■ **Tasks to complete**:
(1) Answer from the report on Iran's uranium enrichment program:
(a) To which agency is Aliasghar Soltaniyeh Iran's ambassador, and in what city?
(b) How many centrifuges has Iran installed and connected at its Natanz plant?
(c) Which think-tank hosted the conference where Soltaniyeh spoke?
(2) Extend the report on Iran's uranium enrichment program past its final paragraph.

::: Text :::

BERLIN, March 28 (Reuters) – Iran’s ambassador to the United Nations nuclear watchdog said on Tuesday the Islamic Republic’s research on atomic enrichment was proceeding well and that the programme was on track to be expanded later this year.

“Things are going well,” Aliasghar Soltaniyeh, Iran’s ambassador to the International Atomic Energy Agency (IAEA) in Vienna, said in an interview with Reuters about the country’s uranium enrichment research and development (R&D) programme.

Tehran says it only wants to produce fuel for peaceful nuclear power generation, not atomic bombs as the West suspects.

The United States, European Union, Russia and China and IAEA chief Mohamed ElBaradei have all urged Iran to freeze enrichment activities to build confidence that the programme is peaceful.

But Soltaniyeh said Iran would never give up enrichment.

He also said a U.S. suggestion that Iran could be stopped from mastering the art of enrichment — a process of purifying uranium for use in power plants or weapons — was incorrect.

“The public have been somehow misled with information that is not right. The Americans said you have to stop the Iranians before they get the know-how. We do have the know-how of enrichment,” he said on the sidelines of a conference hosted by the Peace Research Institute think-tank, based in Frankfurt.

“The (enrichment) R&D is continuing. That is what the Agency (IAEA) is aware of and the inspectors are continuously monitoring it. The inspectors were in Natanz last week and they continue to monitor all the activities in R&D,” Soltaniyeh said.

Iran has installed and connected 164 centrifuges at its Natanz enrichment plant in central Iran and is planning to test it soon, diplomats in Vienna said last week.

EXPANSION OF ENRICHMENT RESEARCH

Soltaniyeh declined to say when Iran would begin testing the 164-centrifuge cascade with uranium hexafluoride gas, the form of uranium fed into centrifuges during the enrichment process.

::: Entries supplied :::

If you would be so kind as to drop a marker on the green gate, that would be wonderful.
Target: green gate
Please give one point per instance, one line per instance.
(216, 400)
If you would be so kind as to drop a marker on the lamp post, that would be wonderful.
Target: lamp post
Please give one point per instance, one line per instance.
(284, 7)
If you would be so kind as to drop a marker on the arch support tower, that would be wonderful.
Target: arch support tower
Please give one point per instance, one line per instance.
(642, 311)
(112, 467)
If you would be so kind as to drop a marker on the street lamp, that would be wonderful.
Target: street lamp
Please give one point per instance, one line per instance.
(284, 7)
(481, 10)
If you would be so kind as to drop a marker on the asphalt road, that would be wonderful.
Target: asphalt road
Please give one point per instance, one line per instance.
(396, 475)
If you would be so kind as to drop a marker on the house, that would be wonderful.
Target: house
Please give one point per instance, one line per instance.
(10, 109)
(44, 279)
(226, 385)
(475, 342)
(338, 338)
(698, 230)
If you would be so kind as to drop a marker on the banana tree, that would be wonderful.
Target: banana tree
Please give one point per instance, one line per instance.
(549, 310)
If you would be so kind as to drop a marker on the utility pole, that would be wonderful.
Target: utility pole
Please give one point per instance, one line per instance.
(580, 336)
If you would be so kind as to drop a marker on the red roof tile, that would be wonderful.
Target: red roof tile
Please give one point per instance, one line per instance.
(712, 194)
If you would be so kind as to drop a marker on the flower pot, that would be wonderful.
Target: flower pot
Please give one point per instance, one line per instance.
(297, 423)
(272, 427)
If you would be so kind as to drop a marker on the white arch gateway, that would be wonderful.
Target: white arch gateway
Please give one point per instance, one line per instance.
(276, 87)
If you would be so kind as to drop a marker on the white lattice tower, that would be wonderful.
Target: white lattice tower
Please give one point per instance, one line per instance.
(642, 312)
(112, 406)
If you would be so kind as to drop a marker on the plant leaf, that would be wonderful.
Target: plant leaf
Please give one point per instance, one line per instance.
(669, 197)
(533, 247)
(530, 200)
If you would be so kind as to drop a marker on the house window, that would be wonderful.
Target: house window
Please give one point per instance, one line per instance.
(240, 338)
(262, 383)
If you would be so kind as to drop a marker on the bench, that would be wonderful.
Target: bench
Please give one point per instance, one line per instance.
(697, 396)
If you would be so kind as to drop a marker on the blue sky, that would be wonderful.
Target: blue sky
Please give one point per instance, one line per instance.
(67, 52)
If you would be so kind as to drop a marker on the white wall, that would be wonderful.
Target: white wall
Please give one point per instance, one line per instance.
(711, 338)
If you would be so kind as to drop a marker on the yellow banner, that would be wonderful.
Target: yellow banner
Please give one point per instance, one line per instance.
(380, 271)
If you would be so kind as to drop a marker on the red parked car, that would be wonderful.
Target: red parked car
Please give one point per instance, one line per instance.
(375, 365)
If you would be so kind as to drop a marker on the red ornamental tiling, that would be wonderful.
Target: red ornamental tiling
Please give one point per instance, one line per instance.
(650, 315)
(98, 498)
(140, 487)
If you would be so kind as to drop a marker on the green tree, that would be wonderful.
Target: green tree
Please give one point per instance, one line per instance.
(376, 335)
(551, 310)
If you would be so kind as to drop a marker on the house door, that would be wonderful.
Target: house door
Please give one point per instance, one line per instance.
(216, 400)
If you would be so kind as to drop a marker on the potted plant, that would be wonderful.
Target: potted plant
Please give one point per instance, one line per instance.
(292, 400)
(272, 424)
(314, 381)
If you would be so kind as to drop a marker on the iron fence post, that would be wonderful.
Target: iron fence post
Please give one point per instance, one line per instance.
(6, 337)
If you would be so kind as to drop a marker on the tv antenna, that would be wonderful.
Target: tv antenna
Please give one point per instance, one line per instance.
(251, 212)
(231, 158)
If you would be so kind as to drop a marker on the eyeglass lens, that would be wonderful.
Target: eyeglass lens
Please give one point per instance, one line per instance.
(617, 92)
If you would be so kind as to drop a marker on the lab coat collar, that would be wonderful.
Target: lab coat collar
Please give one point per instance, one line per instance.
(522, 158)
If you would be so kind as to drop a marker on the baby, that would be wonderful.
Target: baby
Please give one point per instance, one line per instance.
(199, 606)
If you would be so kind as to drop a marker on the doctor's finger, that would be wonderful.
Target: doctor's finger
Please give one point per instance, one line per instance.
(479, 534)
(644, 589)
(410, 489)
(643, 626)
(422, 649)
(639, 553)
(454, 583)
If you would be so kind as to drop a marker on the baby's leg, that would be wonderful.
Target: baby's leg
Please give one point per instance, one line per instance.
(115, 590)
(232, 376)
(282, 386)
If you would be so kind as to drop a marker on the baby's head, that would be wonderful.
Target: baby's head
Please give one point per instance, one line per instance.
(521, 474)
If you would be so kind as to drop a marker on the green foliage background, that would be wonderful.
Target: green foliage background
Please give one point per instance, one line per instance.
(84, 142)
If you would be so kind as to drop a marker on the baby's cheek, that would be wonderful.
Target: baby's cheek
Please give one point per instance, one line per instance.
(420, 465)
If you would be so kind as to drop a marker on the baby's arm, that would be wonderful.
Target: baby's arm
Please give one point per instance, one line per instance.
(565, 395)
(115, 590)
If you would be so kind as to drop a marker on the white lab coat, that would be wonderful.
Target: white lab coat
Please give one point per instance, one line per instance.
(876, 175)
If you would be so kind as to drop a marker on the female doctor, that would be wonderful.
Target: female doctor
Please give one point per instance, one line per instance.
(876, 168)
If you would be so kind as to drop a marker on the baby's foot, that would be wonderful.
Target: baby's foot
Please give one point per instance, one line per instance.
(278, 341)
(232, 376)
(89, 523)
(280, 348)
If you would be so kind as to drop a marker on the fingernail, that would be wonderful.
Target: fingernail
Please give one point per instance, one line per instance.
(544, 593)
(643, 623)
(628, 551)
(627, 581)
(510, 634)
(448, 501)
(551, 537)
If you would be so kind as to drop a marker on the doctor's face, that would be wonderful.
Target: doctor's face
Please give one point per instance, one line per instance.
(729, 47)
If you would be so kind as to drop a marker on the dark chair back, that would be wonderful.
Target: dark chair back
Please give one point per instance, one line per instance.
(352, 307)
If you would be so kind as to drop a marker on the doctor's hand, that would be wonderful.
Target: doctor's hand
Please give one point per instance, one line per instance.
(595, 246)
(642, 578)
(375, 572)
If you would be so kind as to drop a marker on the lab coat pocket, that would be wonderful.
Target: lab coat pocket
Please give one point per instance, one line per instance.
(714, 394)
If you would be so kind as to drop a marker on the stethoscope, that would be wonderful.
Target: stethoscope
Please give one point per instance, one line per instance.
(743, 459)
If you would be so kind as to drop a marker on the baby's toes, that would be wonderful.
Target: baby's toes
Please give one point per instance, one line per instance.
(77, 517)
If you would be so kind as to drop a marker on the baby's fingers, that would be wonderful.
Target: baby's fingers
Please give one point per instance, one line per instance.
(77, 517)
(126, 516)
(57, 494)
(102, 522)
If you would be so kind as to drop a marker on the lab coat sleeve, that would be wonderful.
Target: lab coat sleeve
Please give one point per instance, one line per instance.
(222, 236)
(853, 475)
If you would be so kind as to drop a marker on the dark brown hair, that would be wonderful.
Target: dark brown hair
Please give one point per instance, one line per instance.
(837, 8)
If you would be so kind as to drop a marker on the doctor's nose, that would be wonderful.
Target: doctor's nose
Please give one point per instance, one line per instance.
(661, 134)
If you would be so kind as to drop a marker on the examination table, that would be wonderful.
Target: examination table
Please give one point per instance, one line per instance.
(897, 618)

:::
::: Entries supplied :::

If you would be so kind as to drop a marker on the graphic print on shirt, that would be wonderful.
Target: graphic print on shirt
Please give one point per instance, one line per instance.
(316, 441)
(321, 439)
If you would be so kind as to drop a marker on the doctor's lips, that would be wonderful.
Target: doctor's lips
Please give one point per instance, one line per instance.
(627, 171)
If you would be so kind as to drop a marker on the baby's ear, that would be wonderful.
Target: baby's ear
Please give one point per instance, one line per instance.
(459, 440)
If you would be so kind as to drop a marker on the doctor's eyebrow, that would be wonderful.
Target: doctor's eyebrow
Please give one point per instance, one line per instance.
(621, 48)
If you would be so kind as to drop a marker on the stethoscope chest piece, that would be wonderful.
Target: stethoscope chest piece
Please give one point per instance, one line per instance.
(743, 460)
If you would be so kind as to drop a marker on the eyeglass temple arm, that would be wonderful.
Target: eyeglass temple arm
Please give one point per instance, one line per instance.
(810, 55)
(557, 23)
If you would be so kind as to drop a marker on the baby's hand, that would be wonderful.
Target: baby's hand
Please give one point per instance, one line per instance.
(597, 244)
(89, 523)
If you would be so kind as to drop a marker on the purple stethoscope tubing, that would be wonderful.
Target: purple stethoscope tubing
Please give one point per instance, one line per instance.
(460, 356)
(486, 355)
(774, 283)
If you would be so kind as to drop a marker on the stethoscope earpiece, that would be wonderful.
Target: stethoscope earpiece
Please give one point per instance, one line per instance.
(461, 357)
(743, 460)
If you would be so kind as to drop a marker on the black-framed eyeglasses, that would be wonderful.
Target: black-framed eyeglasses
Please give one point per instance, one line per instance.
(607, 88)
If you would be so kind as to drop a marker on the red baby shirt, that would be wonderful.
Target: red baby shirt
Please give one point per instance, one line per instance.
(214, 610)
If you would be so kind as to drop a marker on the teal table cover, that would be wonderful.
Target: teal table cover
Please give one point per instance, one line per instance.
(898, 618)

:::
::: Entries supplied :::

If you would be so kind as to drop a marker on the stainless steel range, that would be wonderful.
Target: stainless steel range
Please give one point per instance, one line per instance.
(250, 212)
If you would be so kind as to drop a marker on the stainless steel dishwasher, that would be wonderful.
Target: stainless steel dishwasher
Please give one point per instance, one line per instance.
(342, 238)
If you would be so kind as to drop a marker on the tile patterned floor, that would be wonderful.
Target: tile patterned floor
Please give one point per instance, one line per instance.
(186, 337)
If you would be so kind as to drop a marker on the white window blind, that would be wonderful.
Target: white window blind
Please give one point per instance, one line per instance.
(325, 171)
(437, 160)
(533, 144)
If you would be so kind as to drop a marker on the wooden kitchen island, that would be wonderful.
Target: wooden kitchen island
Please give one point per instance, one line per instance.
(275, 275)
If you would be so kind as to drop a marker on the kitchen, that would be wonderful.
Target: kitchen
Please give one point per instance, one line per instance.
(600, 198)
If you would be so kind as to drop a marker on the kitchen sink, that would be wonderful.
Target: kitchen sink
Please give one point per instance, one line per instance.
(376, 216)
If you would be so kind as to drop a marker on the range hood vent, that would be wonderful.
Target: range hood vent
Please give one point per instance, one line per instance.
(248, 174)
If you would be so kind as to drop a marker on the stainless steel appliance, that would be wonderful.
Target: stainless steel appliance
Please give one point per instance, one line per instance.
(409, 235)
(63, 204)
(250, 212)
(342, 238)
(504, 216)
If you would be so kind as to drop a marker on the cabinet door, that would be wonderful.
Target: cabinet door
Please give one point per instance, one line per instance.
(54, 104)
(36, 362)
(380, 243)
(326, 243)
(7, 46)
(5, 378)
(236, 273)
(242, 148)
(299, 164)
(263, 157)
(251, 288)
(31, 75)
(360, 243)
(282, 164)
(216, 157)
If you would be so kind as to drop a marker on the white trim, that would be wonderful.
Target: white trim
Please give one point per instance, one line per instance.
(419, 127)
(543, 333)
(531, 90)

:::

■ **Responses per task**:
(1)
(a) The International Atomic Energy Agency (IAEA), in Vienna.
(b) 164.
(c) The Peace Research Institute, based in Frankfurt.

(2)
On Thursday, the foreign ministers of Germany and the five permanent Security Council members — France, Britain, United States, Russia and China — will meet in Berlin to try to break the deadlock over a draft Council statement on Iran that would call on it to resume an enrichment freeze it ended in January.

Soltaniyeh, a nuclear physicist who has been involved in Iran’s atomic programme for around three decades, said there was no justification for the IAEA passing the Iran nuclear file to the U.N. Security Council.

“This issue should be returned to the IAEA,” he said.

He also said Tehran was on track to begin installing more centrifuges for a much larger scale enrichment research programme in the final quarter of this year.

“We have voluntarily informed the Agency well in advance … that in the fourth quarter of 2006 we will go for the next stage of these R&D activities — 3,000 centrifuges,” Soltaniyeh said.

A plant with 3,000 centrifuges of the kind Iran has installed at Natanz could produce enough bomb-grade uranium for a single atomic weapon if operating at full capacity for a year.

Iran concealed its enrichment programme from the IAEA for 18 years. The existence of Natanz was revealed by a group of Iranian exiles in August 2002.